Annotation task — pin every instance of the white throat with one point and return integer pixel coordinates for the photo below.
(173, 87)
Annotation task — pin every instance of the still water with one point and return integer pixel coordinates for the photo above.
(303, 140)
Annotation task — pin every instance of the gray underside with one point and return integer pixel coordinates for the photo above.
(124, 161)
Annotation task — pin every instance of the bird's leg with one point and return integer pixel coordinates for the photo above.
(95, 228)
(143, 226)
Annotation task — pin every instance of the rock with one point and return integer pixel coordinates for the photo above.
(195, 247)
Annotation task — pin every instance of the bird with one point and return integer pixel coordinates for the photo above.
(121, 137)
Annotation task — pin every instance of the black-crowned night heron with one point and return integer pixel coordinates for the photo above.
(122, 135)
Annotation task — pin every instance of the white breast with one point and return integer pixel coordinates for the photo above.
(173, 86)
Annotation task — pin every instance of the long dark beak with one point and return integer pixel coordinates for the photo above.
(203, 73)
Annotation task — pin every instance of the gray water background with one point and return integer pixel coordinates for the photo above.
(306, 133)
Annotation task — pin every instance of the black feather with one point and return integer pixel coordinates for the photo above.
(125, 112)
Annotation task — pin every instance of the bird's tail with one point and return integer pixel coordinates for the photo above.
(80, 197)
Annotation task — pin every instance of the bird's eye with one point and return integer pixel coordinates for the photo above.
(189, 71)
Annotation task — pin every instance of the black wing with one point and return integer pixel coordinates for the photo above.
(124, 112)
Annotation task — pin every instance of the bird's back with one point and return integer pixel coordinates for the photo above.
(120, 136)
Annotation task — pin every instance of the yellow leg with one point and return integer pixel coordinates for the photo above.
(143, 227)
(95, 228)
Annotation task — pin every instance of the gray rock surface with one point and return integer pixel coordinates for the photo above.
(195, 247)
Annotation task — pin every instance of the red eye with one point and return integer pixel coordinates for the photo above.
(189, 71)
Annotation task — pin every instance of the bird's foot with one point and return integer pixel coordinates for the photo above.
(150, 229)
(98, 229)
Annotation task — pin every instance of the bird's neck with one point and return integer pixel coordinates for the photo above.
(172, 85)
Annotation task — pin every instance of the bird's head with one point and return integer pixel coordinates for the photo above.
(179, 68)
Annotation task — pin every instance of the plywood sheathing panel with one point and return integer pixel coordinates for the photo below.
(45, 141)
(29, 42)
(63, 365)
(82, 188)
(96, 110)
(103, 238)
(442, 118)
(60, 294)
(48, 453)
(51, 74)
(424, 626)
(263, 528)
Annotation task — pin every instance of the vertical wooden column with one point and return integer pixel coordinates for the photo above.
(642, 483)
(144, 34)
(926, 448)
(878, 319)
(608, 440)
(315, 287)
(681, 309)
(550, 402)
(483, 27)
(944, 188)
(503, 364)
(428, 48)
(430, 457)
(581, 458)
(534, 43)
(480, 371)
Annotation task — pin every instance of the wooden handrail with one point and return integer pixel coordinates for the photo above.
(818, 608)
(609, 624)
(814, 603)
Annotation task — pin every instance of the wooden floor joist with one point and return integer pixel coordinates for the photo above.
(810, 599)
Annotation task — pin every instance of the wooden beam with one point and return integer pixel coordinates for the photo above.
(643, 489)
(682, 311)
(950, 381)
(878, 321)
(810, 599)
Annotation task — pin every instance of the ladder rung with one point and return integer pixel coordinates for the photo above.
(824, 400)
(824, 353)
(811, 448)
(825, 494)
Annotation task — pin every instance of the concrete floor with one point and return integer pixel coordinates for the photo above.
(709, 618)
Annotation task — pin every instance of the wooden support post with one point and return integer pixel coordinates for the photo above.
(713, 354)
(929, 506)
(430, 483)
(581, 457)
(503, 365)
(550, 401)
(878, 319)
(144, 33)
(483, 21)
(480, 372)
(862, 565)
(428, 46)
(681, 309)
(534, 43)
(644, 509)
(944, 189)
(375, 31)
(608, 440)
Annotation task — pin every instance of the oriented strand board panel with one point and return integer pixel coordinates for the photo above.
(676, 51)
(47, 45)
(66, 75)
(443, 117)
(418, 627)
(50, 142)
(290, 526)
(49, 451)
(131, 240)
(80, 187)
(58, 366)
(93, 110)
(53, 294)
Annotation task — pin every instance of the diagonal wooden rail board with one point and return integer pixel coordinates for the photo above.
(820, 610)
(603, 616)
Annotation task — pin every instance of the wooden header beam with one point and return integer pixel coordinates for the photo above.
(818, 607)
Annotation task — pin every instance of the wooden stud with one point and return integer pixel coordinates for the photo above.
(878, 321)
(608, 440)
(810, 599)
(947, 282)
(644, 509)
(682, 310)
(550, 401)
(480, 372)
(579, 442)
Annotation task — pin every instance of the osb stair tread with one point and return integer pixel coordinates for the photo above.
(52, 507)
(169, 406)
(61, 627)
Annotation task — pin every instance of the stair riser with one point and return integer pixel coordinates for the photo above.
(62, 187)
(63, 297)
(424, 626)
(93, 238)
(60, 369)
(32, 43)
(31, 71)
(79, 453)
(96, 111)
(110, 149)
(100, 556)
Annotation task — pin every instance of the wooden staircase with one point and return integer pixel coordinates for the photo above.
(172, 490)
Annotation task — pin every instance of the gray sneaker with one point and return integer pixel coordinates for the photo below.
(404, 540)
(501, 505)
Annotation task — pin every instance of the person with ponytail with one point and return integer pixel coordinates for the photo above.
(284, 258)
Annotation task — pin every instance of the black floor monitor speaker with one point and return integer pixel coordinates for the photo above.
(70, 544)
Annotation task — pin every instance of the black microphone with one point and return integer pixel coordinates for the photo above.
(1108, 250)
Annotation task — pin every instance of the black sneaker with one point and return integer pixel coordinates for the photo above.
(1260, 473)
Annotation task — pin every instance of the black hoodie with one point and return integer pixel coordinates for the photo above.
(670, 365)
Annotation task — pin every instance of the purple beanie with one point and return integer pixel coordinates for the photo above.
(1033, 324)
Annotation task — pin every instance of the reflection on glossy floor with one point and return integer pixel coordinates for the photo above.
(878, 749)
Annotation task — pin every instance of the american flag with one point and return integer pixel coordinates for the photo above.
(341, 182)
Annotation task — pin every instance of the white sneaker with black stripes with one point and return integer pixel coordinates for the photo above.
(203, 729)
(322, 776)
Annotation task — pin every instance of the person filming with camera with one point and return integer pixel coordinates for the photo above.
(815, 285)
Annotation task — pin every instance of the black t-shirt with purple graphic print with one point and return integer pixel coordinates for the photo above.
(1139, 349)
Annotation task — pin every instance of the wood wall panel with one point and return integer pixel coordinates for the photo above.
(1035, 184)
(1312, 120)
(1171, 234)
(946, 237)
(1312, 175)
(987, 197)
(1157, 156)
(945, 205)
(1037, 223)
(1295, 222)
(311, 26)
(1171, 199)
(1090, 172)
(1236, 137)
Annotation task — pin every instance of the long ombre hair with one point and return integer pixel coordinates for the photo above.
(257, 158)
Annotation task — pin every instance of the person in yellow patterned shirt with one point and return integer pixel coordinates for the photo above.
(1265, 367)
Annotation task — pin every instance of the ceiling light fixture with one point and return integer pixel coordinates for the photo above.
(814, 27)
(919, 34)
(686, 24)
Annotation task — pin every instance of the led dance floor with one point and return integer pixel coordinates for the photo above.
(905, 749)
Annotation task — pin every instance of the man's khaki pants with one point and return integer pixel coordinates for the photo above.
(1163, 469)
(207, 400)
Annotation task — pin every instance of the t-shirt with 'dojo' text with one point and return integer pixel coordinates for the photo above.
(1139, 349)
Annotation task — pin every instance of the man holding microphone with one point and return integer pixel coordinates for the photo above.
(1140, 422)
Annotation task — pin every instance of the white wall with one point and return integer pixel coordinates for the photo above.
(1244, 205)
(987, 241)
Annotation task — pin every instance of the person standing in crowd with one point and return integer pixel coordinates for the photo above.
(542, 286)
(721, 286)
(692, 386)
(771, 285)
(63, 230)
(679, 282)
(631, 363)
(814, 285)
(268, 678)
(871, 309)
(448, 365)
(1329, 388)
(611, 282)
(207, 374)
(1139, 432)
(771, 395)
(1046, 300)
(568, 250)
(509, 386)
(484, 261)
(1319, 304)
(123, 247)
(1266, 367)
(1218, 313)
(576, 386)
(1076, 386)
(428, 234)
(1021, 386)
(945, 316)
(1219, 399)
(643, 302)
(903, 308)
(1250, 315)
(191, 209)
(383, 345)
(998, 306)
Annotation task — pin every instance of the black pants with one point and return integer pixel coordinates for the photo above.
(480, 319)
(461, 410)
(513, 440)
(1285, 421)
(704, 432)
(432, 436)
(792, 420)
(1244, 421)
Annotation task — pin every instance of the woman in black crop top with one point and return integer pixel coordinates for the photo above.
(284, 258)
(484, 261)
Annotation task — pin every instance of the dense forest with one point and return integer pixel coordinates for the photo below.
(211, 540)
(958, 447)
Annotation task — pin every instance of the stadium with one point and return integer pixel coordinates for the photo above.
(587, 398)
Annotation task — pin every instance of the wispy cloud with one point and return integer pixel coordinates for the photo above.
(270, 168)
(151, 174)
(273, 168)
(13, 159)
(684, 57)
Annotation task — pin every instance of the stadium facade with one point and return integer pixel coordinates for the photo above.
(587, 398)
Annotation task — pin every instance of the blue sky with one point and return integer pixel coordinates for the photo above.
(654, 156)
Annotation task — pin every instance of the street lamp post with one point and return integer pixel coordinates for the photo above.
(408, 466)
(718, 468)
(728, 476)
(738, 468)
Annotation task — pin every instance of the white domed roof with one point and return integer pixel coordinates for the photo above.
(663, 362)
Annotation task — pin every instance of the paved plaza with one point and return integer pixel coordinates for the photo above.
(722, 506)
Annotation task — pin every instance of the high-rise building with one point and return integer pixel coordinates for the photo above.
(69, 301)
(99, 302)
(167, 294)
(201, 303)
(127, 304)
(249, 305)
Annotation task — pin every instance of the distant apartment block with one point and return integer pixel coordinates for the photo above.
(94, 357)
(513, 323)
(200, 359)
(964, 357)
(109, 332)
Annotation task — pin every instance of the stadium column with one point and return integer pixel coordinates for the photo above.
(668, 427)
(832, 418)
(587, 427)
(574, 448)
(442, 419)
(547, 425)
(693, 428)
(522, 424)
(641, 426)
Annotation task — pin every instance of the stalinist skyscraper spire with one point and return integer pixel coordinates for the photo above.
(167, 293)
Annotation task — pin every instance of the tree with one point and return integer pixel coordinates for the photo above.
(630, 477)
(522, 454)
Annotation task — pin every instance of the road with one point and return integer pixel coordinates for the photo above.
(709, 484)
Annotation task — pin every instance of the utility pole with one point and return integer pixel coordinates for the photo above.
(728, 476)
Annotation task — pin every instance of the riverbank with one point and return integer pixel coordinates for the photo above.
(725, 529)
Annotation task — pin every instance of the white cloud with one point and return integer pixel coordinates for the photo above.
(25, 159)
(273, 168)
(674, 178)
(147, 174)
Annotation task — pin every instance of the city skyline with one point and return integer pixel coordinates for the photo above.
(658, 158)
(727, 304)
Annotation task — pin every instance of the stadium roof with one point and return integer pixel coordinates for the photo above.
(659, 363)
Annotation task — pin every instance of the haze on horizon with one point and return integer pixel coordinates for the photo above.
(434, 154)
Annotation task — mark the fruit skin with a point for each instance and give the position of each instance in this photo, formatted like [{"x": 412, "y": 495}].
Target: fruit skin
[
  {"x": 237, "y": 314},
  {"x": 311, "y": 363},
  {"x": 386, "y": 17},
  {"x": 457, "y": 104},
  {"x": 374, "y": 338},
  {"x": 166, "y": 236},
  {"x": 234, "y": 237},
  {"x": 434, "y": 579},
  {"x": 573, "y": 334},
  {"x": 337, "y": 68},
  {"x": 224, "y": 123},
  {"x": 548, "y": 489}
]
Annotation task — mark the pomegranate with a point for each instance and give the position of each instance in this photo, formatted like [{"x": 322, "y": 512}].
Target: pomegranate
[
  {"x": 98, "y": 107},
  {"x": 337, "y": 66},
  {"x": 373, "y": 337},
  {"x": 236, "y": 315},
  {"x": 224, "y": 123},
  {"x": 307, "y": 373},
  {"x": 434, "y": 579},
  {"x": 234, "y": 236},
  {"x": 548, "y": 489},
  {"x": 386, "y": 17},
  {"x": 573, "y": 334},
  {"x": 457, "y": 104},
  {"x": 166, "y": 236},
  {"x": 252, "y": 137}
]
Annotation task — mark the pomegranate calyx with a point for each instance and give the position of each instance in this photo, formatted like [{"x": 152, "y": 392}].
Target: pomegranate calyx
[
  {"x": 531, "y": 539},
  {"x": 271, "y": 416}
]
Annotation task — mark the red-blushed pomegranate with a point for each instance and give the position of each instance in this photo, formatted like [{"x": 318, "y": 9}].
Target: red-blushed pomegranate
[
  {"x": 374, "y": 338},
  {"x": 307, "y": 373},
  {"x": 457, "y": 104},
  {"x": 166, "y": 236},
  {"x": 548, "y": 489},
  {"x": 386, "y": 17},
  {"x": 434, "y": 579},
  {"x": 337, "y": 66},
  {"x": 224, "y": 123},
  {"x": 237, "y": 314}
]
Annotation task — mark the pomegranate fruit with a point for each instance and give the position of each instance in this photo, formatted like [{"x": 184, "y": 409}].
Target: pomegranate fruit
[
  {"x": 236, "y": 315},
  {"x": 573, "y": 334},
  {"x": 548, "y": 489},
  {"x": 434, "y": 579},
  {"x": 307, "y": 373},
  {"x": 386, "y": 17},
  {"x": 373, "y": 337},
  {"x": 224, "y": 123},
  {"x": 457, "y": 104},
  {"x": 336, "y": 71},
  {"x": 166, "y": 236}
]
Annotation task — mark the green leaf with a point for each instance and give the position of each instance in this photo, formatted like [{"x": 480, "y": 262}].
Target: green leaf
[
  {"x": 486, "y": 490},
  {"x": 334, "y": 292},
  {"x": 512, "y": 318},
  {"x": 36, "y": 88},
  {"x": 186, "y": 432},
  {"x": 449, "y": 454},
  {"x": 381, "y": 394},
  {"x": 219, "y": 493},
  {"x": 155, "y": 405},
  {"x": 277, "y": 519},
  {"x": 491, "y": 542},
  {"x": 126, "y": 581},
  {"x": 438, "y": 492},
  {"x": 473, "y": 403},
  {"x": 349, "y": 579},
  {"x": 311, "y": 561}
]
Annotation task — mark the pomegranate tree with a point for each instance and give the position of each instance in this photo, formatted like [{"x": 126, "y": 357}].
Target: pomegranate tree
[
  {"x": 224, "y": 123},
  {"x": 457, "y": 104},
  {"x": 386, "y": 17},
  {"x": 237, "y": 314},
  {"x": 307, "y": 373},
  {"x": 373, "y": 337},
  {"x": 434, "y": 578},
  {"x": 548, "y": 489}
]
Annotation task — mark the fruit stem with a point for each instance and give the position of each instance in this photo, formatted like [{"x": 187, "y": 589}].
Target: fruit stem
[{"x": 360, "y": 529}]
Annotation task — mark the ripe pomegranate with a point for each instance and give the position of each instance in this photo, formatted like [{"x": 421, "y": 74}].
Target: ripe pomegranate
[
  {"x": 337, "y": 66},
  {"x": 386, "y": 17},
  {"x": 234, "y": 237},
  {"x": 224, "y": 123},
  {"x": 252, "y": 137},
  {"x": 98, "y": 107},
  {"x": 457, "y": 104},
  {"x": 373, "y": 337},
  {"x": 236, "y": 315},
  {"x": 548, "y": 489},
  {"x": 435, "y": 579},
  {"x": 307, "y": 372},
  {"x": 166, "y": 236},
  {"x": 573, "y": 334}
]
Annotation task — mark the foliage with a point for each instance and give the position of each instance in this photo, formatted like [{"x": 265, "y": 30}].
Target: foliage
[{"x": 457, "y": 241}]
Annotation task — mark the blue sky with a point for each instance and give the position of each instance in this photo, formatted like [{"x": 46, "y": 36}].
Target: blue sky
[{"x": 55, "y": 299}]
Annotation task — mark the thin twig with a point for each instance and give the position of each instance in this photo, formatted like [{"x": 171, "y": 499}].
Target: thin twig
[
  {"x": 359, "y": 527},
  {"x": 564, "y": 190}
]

^^^^^^^^^^^^^^^^

Take the line that holds "Annotation task — mark the fruit stem" as the first line and the last line of the data as the final one. Retype everything between, both included, exactly.

Annotation task — mark the fruit stem with a point for each instance and give the position of each instance in this photo, formatted like [{"x": 187, "y": 589}].
Target: fruit stem
[{"x": 360, "y": 529}]
Annotation task — mark the ripe pomegranate with a point for each instance and give the position of each instance in this photo, formatted like [{"x": 421, "y": 74}].
Target: ripe pomegranate
[
  {"x": 337, "y": 66},
  {"x": 386, "y": 17},
  {"x": 234, "y": 237},
  {"x": 224, "y": 123},
  {"x": 252, "y": 137},
  {"x": 98, "y": 107},
  {"x": 457, "y": 104},
  {"x": 373, "y": 337},
  {"x": 236, "y": 315},
  {"x": 548, "y": 489},
  {"x": 435, "y": 579},
  {"x": 307, "y": 372},
  {"x": 166, "y": 236},
  {"x": 573, "y": 334}
]
Annotation task — mark the foliage with a point for each instance and give the position of each instance in this photo, formatted like [{"x": 265, "y": 30}].
Target: foliage
[{"x": 457, "y": 241}]
Annotation task — mark the blue sky with a point for each instance and give the position of each instance in this photo, formatted like [{"x": 46, "y": 36}].
Target: blue sky
[{"x": 55, "y": 299}]
Annotation task — mark the thin twig with a point for each instance and give the position of each instance in this photo, formatted like [{"x": 171, "y": 499}].
Target: thin twig
[
  {"x": 359, "y": 527},
  {"x": 564, "y": 190}
]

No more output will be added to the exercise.